[Document segment]
A-level results were scored in the standard way. The study took place as O-levels were being replaced with GCSEs, and separate scores were derived for mean O-level grade or mean GCSE grade, and expressed as z-scores. Applicants who attended for interview at St. Mary’s, UMDS or Sheffield took an abbreviated version of the AH5 test of intelligence  (aAH5), which was timed. The aAH5 was entirely for research purposes, and results were not made available to the medical schools concerned.
GMC numbers for all graduates were identified, and subsequently used to link the data with the GMC’s LRMP (List of Registered Medical Practitioners), and with MRCP(UK) results, which were scored in a similar way to that in the UCLMS Cohorts with minor differences .
The 1985 cohort study
The 1985 cohort study  consisted of 2,399 individuals who applied to St. Mary’s Hospital Medical School in the autumn of 1985 for entry to medical school in October 1986. St. Mary’s was a popular choice with applicants with 24.7% of all medical school applicants, including it as one of their five medical school applications. Entrants to any UK medical school were followed up, and included 22.7% of all entrants to UK medical schools in that year . A-level and O-level results of candidates were recorded. UK medical schools provided information on performance on the basic medical science course, recorded on a four-point scale. For students taking finals in the (then) constituent medical schools of the University of London, which had a common, shared examination system, details of performance in all assessments were collected and expressed as a single overall score . Information on MRCP(UK) was not available, but there was information about which doctors were in the GMC’s Specialist Register.
[/Document segment]
[Data to examine]
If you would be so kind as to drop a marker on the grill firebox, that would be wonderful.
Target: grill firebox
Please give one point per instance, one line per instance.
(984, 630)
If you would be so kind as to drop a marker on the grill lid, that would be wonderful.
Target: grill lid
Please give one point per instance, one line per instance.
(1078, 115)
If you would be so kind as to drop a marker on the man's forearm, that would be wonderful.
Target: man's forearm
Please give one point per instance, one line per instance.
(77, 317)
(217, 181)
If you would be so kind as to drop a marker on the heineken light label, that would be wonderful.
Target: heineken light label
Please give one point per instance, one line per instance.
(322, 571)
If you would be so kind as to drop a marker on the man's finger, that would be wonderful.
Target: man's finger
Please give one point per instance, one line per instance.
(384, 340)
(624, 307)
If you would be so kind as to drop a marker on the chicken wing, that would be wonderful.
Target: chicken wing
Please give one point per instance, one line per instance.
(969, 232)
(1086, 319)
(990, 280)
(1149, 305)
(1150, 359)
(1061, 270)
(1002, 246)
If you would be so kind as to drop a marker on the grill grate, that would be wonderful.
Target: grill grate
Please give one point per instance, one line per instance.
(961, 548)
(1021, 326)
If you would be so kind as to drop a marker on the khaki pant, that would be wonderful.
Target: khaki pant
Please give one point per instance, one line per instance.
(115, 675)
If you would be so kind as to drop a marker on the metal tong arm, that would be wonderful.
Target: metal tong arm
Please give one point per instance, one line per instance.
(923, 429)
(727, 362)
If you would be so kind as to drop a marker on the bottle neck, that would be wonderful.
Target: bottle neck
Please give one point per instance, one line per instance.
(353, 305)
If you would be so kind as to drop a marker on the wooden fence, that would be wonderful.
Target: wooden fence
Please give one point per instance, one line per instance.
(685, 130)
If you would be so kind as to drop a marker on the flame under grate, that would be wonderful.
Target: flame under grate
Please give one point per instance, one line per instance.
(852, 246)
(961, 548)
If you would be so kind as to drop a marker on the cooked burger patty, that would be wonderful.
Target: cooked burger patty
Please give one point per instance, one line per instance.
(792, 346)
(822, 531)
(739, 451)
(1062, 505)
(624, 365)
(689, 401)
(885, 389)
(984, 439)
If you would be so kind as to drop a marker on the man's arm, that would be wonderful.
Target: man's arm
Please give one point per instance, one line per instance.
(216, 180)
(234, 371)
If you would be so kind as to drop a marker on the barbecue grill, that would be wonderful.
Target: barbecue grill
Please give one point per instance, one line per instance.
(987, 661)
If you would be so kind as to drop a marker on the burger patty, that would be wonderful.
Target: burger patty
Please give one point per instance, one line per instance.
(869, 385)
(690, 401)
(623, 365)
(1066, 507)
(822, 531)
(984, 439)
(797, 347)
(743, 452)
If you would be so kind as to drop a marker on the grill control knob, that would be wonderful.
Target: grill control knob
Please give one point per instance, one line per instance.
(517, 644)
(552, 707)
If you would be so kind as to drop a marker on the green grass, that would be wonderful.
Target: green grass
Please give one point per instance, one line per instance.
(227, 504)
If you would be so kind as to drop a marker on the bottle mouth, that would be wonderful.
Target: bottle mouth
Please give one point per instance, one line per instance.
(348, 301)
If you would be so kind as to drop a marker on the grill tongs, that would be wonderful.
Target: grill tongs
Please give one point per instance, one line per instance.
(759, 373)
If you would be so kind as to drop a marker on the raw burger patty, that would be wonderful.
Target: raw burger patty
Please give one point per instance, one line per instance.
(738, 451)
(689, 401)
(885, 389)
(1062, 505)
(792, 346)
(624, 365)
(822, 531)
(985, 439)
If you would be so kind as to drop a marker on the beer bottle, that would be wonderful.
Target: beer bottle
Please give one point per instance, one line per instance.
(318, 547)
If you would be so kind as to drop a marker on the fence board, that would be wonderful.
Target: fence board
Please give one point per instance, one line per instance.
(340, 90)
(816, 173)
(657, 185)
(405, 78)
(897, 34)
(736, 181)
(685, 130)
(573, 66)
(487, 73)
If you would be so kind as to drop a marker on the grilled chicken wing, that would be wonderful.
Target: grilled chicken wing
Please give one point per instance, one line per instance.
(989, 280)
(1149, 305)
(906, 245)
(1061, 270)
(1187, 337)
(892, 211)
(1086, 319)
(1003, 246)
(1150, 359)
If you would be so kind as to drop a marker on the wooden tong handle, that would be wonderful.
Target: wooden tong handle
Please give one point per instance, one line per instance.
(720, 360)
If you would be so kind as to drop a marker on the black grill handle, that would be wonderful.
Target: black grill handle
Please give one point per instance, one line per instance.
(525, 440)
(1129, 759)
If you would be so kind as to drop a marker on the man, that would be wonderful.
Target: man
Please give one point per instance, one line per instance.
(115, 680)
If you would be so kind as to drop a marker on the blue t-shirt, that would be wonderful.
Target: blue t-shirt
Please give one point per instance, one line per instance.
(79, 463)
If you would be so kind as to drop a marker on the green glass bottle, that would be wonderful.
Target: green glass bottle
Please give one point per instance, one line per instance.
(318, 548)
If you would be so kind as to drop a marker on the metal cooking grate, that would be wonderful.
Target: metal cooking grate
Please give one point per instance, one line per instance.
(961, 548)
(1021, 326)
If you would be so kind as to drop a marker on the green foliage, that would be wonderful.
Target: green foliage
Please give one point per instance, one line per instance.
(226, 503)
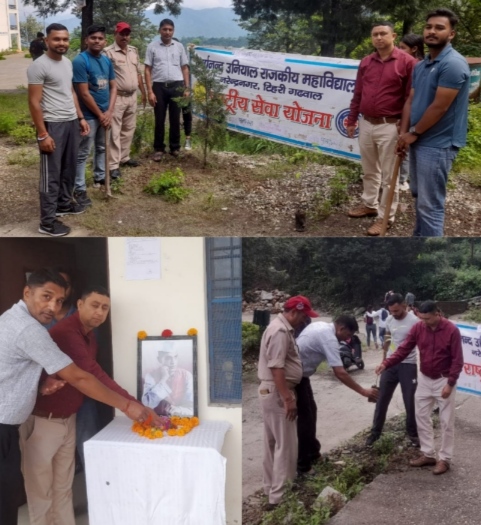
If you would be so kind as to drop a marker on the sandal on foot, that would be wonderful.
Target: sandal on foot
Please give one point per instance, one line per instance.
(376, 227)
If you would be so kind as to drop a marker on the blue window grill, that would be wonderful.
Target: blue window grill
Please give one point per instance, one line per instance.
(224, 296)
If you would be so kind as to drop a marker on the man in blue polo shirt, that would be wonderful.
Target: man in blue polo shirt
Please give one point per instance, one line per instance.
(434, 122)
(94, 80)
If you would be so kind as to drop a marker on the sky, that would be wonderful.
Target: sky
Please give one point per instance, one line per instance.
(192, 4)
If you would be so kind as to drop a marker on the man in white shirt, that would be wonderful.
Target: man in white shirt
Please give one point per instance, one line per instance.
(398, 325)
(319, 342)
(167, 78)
[/Data to examine]
[Data to examine]
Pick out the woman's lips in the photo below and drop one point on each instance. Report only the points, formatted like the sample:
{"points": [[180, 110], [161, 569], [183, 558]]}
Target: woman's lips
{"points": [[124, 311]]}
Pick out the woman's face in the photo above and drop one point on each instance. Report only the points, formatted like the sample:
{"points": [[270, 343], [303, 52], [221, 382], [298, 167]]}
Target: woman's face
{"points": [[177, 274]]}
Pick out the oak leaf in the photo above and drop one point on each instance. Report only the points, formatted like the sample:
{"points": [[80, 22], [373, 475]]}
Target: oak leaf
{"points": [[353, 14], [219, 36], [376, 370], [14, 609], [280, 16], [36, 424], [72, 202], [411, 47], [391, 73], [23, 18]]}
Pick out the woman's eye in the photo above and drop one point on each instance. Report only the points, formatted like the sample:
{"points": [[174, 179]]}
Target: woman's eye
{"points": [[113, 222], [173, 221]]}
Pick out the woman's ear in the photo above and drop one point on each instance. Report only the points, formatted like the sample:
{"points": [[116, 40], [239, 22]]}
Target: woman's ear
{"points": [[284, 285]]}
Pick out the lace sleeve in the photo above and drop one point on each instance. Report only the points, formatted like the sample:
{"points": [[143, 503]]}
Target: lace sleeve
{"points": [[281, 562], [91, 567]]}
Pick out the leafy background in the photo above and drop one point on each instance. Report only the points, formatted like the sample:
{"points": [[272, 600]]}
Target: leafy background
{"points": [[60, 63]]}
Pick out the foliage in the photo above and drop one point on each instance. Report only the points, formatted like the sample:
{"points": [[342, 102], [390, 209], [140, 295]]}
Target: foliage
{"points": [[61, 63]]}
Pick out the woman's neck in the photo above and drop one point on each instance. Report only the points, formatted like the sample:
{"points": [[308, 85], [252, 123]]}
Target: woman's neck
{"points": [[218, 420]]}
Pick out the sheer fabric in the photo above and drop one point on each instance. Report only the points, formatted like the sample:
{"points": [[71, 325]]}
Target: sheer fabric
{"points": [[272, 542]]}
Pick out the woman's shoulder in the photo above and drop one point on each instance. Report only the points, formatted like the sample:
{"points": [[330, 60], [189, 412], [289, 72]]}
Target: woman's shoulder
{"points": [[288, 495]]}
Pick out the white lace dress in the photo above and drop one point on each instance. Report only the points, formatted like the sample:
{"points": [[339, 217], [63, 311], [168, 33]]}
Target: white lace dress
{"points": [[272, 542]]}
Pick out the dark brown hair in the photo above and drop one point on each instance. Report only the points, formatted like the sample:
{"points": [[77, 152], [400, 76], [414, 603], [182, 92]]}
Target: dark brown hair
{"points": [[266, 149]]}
[/Data to examine]
• **Tasks to carry out**
A – From the passage on medical school cohort studies, reproduce the wording verbatim, beginning at the words "GMC numbers for" and stopping after the words "minor differences .".
B – Rewrite as a bulleted list the paragraph in the passage on medical school cohort studies that begins "The 1985 cohort study consisted of 2,399 individuals," keeping its main facts.
C – Continue the passage on medical school cohort studies from the point where it stops.

• **Answer section**
A –
GMC numbers for all graduates were identified, and subsequently used to link the data with the GMC’s LRMP (List of Registered Medical Practitioners), and with MRCP(UK) results, which were scored in a similar way to that in the UCLMS Cohorts with minor differences .

B –
- The 1985 cohort study included 2,399 people who applied to St. Mary's Hospital Medical School in autumn 1985 for entry in October 1986.
- St. Mary's was popular: 24.7% of all medical school applicants listed it among their five applications.
- Entrants to any UK medical school were followed up. They made up 22.7% of all UK medical school entrants that year.
- Candidates' A-level and O-level results were recorded.
- UK medical schools reported performance on the basic medical science course on a four-point scale.
- Students taking finals in the then constituent medical schools of the University of London sat a common, shared examination system. For them, performance in all assessments was collected and expressed as a single overall score.
- No MRCP(UK) information was available, but there was information on which doctors were on the GMC's Specialist Register.

C –
The 1980 cohort study
The 1980 Cohort Study, which was the first and hence smallest of the three cohort studies at St. Mary’s Hospital Medical School, studied all 1,361 individuals who in the autumn of 1980 applied to study medicine at St. Mary’s. The 519 entrants to any UK medical school were followed up [23,37,38], and represented 12.9% of all UK medical school entrants in 1981. UK medical schools provided information on basic medical science performance on a four-point scale . For students taking the common finals examinations of the University of London, detailed performance measures were available, as with the 1985 cohort study .
The Westminster cohort study
The Westminster Study was initiated by Dr Peter Fleming, who studied the 511 students entering the clinical course of the Westminster Medical School between 1975 and 1982 . The Westminster only ran a clinical course, and basic medical sciences had been studied elsewhere, so that students entered medical training between 1972 and 1980. Outcome on the clinical course was recorded on a four-point scale. A-level results were available for the entrants, and all students also took a timed version of the full AH5 test. Information on which doctors were on the specialist register was available.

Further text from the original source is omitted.